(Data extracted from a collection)
++++++++

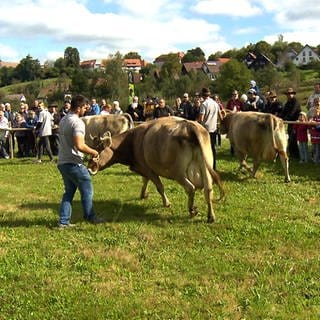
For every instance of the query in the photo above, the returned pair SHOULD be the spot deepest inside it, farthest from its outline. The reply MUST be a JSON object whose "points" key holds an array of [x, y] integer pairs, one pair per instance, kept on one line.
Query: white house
{"points": [[305, 56]]}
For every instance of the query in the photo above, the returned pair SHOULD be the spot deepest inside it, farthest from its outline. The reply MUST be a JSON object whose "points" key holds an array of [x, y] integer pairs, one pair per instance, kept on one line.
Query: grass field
{"points": [[260, 260]]}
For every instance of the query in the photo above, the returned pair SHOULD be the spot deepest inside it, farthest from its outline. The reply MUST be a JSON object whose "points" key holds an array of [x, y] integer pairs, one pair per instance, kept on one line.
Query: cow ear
{"points": [[107, 139]]}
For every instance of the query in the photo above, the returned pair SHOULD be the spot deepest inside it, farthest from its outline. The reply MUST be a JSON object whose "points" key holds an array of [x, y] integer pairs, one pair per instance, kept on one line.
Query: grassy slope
{"points": [[260, 260]]}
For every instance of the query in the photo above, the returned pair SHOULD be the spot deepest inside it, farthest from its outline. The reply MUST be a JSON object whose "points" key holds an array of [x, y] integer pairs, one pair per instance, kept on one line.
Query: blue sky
{"points": [[99, 28]]}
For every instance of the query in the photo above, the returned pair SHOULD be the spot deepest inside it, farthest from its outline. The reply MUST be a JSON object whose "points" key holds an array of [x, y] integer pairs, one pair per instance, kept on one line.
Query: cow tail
{"points": [[274, 125], [214, 175], [131, 123]]}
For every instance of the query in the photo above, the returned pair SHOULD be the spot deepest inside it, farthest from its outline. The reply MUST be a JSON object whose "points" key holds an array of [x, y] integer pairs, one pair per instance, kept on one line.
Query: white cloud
{"points": [[7, 53], [235, 8], [148, 27]]}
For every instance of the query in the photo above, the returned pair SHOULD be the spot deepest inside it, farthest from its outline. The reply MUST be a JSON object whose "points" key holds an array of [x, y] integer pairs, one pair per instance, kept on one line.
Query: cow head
{"points": [[101, 142], [101, 161], [225, 122]]}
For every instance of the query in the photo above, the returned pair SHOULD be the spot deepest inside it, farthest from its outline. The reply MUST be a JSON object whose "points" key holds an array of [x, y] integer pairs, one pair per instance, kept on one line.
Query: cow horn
{"points": [[96, 159], [106, 135]]}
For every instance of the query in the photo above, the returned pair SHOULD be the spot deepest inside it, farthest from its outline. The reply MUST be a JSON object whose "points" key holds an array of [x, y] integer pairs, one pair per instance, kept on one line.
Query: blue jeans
{"points": [[303, 150], [76, 176]]}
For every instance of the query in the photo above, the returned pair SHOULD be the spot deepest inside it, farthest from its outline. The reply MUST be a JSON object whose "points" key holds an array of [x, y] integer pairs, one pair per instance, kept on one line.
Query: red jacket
{"points": [[315, 131], [301, 131]]}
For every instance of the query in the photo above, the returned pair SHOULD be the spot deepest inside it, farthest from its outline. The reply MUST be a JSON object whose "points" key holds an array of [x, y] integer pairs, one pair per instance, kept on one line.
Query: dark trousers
{"points": [[44, 142], [213, 139]]}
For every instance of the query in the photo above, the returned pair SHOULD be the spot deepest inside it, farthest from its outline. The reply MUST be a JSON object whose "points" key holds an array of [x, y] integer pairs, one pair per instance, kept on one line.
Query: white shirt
{"points": [[210, 109]]}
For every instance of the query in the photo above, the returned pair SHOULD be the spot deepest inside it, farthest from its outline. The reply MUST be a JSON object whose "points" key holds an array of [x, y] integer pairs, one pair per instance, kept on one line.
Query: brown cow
{"points": [[169, 147], [97, 127], [260, 136]]}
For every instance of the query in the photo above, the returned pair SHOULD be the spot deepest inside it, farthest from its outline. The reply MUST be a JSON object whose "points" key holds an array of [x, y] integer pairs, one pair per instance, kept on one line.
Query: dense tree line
{"points": [[169, 82]]}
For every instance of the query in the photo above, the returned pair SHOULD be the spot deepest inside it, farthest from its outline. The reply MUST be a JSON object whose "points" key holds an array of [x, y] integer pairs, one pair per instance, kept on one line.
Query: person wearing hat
{"points": [[208, 117], [254, 102], [291, 111], [254, 86], [273, 105], [187, 107], [54, 138], [301, 130]]}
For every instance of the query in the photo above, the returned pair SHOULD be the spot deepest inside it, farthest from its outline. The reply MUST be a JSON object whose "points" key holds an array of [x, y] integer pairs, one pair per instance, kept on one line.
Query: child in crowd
{"points": [[315, 135], [21, 136], [31, 122], [302, 137]]}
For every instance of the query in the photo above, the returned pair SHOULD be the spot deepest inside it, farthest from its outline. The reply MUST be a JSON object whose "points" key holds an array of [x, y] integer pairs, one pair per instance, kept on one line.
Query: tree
{"points": [[132, 55], [72, 57], [194, 55], [116, 78], [28, 69], [171, 66], [233, 75], [80, 83], [6, 76]]}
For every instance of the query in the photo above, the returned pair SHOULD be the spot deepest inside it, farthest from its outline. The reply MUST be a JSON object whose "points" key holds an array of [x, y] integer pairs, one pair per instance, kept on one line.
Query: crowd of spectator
{"points": [[44, 120]]}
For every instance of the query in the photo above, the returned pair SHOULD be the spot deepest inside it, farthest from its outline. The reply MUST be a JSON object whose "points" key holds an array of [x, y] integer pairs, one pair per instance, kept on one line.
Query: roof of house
{"points": [[8, 64], [193, 65], [88, 63], [133, 62]]}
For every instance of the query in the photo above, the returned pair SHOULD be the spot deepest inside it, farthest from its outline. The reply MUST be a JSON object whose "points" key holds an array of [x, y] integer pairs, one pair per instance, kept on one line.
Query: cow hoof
{"points": [[210, 220], [193, 212], [144, 196]]}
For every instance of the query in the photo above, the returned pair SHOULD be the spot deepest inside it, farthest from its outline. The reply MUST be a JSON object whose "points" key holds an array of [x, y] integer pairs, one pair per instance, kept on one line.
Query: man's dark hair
{"points": [[78, 101]]}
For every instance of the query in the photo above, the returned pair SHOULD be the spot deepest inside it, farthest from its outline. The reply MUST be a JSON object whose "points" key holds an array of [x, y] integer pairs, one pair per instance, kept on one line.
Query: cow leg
{"points": [[144, 192], [160, 188], [243, 163], [285, 164], [256, 165], [208, 194], [190, 190]]}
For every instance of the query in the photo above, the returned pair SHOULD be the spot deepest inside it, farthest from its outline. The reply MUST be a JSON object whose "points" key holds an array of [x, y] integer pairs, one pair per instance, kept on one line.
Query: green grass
{"points": [[260, 260]]}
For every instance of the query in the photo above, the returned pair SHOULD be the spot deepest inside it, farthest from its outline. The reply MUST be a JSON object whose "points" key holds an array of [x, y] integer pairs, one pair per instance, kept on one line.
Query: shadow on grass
{"points": [[113, 211]]}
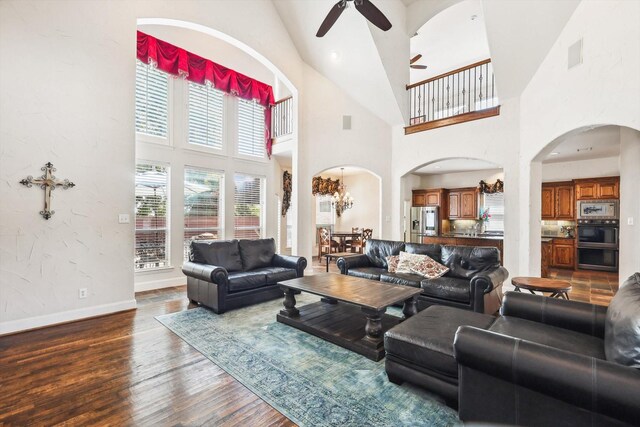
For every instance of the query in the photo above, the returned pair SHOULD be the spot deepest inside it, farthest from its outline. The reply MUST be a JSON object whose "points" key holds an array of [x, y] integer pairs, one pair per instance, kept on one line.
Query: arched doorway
{"points": [[574, 159], [365, 190]]}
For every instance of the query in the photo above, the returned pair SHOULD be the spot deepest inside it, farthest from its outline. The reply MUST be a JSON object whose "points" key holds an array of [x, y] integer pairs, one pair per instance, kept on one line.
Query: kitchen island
{"points": [[490, 240]]}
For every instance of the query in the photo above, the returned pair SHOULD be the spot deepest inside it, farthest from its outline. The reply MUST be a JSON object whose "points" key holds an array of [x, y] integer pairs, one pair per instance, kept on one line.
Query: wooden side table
{"points": [[558, 288]]}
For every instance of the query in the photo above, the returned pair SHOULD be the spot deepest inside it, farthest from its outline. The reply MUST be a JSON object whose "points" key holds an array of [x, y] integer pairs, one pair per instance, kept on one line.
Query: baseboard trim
{"points": [[160, 284], [37, 322]]}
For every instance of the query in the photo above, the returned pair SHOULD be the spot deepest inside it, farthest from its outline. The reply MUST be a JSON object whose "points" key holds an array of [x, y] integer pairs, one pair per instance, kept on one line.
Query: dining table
{"points": [[342, 237]]}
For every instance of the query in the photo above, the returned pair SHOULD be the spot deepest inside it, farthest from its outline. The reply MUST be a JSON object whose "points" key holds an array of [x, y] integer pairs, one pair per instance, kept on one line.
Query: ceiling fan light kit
{"points": [[366, 9]]}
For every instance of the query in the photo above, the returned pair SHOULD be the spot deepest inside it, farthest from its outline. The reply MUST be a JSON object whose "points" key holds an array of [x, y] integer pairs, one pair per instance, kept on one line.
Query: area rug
{"points": [[309, 380]]}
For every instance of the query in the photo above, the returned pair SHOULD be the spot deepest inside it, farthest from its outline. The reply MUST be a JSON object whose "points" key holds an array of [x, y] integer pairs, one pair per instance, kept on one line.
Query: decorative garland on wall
{"points": [[496, 187], [324, 186], [287, 186]]}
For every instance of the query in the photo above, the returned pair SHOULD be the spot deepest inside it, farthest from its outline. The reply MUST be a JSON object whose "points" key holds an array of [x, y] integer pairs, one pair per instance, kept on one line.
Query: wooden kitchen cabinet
{"points": [[563, 253], [558, 201], [419, 198], [597, 188], [547, 258], [548, 202], [463, 203], [454, 205], [432, 197]]}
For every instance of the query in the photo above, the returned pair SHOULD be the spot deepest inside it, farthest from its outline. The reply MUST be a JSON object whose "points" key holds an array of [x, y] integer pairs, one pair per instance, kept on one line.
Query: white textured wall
{"points": [[67, 82], [494, 140], [461, 179], [602, 90], [325, 145], [365, 213], [629, 203], [58, 105]]}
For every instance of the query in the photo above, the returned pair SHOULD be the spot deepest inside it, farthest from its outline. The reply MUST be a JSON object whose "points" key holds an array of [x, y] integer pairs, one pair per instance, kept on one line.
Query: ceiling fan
{"points": [[365, 7], [412, 63]]}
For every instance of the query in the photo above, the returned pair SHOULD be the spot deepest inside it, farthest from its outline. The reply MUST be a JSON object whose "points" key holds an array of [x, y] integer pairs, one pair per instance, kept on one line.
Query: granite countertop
{"points": [[546, 239]]}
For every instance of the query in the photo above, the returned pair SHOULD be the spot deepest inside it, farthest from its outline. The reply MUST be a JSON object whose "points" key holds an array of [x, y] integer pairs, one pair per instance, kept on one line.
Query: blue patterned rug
{"points": [[309, 380]]}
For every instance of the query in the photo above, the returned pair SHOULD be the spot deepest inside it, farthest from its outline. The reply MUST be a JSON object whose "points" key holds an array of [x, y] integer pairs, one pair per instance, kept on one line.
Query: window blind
{"points": [[203, 206], [152, 226], [152, 101], [206, 106], [495, 203], [248, 206], [250, 129]]}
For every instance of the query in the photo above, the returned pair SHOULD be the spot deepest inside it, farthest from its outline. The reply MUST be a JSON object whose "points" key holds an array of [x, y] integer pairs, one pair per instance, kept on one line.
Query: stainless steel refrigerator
{"points": [[424, 222]]}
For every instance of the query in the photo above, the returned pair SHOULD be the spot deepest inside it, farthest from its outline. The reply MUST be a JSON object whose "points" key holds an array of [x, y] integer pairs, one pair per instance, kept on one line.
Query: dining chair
{"points": [[326, 245], [352, 243], [359, 245]]}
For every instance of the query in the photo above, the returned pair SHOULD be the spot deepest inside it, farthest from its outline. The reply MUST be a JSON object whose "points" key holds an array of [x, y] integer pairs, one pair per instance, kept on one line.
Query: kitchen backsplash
{"points": [[558, 228]]}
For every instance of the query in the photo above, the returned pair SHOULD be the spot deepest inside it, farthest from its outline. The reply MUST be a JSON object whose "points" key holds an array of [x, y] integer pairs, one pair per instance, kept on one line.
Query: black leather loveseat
{"points": [[474, 281], [224, 275]]}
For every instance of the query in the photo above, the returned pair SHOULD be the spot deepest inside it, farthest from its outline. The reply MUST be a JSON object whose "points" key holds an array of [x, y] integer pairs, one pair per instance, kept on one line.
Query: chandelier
{"points": [[341, 200]]}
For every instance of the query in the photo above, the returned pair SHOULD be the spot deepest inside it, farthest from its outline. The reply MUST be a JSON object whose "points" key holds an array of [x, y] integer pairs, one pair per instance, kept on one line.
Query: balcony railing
{"points": [[282, 118], [461, 95]]}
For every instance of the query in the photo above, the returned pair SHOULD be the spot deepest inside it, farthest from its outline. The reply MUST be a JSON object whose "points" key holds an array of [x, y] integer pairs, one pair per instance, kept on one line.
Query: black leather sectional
{"points": [[224, 275], [474, 281]]}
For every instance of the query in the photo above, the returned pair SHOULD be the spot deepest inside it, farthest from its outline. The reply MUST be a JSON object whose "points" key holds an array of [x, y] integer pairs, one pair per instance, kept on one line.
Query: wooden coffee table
{"points": [[558, 288], [351, 313]]}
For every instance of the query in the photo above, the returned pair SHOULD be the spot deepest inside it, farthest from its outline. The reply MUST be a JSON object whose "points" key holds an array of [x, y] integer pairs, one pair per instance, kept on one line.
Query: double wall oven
{"points": [[598, 235]]}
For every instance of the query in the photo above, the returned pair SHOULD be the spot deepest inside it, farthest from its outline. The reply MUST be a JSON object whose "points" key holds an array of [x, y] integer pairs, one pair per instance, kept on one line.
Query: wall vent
{"points": [[575, 54], [346, 122]]}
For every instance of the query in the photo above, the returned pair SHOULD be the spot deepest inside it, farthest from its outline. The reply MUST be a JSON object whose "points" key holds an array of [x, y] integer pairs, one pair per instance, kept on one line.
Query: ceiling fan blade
{"points": [[373, 14], [331, 18], [415, 58]]}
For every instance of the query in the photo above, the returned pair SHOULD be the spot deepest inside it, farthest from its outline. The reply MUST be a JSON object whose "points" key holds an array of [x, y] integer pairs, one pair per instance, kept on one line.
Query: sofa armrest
{"points": [[573, 315], [489, 280], [345, 263], [592, 384], [208, 273], [297, 263]]}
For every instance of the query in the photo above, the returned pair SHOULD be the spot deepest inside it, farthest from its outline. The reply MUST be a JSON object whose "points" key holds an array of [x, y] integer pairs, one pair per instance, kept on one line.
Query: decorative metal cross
{"points": [[47, 182]]}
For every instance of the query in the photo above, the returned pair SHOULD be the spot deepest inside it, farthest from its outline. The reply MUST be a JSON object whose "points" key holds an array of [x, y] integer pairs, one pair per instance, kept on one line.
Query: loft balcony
{"points": [[458, 96]]}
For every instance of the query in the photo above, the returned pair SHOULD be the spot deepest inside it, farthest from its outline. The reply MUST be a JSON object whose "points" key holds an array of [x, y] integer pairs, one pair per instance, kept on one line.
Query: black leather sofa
{"points": [[474, 281], [224, 275], [549, 361], [542, 362]]}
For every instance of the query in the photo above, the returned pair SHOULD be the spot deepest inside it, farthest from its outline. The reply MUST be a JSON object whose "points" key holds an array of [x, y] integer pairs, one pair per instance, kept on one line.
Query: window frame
{"points": [[153, 139], [168, 218], [221, 202], [236, 140], [263, 205]]}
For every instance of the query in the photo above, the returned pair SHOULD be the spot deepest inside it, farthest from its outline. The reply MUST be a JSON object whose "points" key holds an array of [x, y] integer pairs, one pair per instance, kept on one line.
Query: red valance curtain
{"points": [[179, 62]]}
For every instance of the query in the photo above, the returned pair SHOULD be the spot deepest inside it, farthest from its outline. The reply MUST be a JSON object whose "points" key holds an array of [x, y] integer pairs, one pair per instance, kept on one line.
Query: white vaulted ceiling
{"points": [[346, 55]]}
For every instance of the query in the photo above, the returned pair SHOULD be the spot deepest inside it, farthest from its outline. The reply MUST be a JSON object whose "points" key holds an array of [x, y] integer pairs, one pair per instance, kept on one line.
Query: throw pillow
{"points": [[429, 268], [407, 261], [622, 325], [392, 263]]}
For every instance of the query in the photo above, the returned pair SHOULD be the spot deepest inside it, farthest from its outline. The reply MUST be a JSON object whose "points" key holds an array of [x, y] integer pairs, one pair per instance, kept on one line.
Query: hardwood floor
{"points": [[122, 369]]}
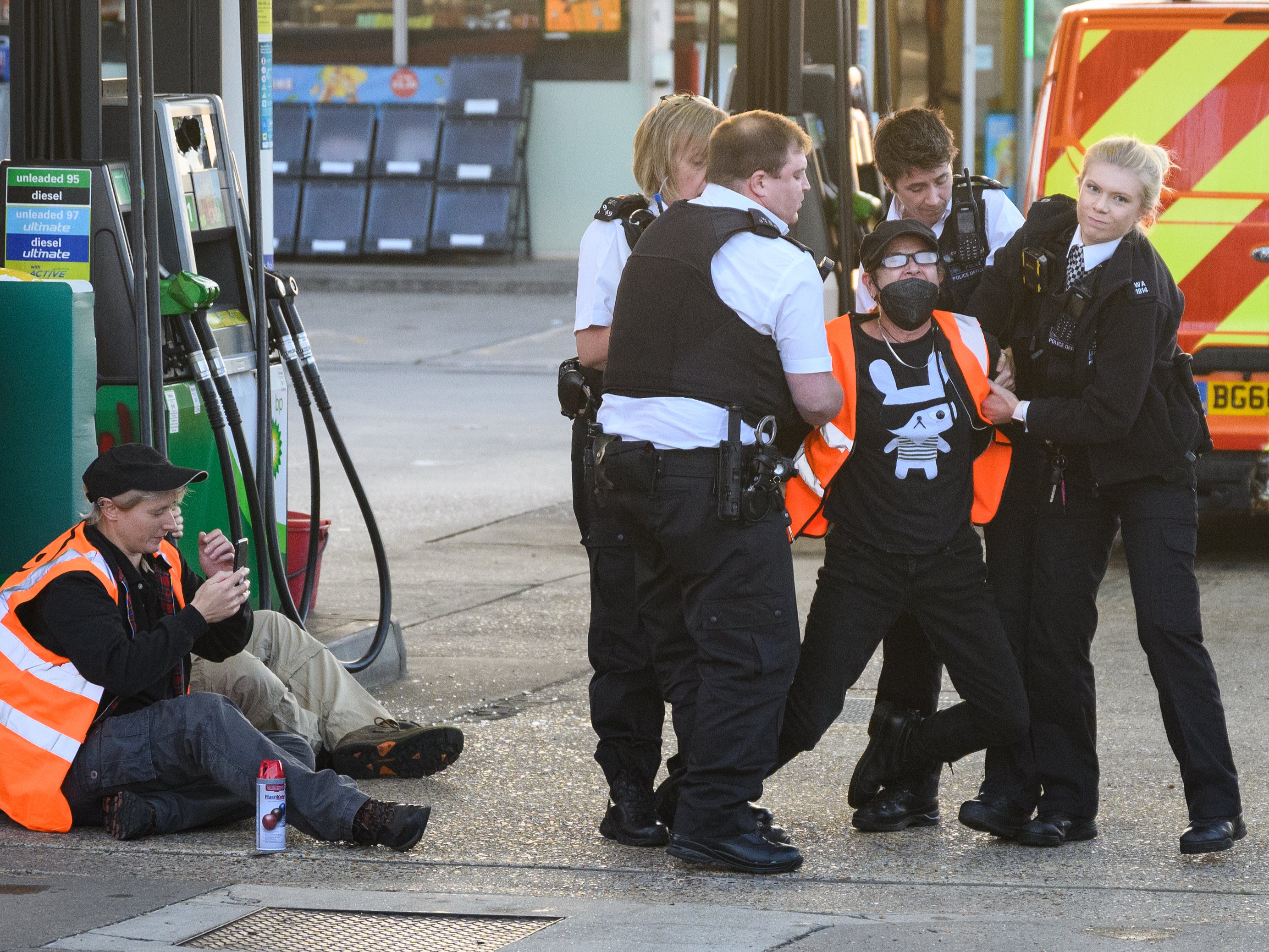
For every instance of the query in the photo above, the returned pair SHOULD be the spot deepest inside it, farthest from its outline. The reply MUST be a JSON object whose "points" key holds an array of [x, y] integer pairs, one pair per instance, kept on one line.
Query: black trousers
{"points": [[860, 596], [626, 707], [719, 608], [911, 672], [1159, 525]]}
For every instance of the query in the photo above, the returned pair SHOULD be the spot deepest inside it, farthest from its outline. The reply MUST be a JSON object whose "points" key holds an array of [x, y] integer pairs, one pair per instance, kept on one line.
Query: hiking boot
{"points": [[631, 818], [391, 748], [394, 825]]}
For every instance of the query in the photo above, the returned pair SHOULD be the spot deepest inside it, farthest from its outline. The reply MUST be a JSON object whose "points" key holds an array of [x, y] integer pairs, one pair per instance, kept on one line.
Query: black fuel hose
{"points": [[215, 417], [372, 528], [268, 558], [276, 291]]}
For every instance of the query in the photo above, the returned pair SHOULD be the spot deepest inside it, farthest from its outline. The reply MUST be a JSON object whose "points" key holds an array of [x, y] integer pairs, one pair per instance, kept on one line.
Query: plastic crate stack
{"points": [[483, 197], [403, 178]]}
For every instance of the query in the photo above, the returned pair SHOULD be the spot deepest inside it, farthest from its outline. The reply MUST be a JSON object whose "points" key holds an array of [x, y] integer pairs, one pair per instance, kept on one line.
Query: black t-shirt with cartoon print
{"points": [[908, 485]]}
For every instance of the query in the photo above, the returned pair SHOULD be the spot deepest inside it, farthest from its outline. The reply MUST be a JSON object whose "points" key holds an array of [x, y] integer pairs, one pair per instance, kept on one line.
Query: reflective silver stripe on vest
{"points": [[39, 734], [60, 676], [971, 336]]}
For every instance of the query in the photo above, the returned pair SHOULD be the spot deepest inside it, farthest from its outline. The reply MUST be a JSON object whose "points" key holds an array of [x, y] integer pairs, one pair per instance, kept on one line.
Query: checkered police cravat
{"points": [[1075, 266]]}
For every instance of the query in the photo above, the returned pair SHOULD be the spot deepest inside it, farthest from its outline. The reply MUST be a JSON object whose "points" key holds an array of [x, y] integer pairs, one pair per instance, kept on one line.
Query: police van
{"points": [[1193, 78]]}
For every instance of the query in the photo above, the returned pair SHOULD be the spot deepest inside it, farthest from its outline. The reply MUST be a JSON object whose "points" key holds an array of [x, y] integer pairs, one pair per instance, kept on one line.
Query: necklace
{"points": [[885, 337]]}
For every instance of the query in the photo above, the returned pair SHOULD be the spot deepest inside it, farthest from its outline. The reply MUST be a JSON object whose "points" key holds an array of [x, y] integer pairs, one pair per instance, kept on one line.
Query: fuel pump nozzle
{"points": [[287, 320], [268, 556], [181, 296], [277, 289]]}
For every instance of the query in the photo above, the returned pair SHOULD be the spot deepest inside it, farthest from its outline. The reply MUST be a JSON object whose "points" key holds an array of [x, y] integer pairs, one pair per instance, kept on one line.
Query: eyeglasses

++++++++

## DIRECTIONS
Transcribe exactly, and only, the lines from the one with "Query: police van" through the last line of the data.

## EXERCISE ANSWER
Query: police van
{"points": [[1193, 78]]}
For every instance of the query in the photo above, the returned pair SHOULD be the spot deepest inside it, farthest from its outline. The reply MUST be a JSON object whose "points" key holds an array of [x, y] integer pairs, one pair per instance, kept on one line.
Query: necklace
{"points": [[885, 337]]}
For every instance of the query in the photo above, the returned pair SHOULD be the spot deepest inside it, farthest from its outline. The reply MUST be a JSON object whose "points" key holds an array of [x, y] integer pairs, one pair per instance, kept on one line.
Query: fuel pump nozzle
{"points": [[287, 320], [268, 556], [181, 296], [277, 289]]}
For every instance of the query in the photo above, the returned pair SHOULD be the spot deepest inside it, farthest from its outline. The reply MUST be a JSON object whose "points" key holds an array of [x, y] integer pairs, one pair per instance, kept on one line.
Query: eyeglasses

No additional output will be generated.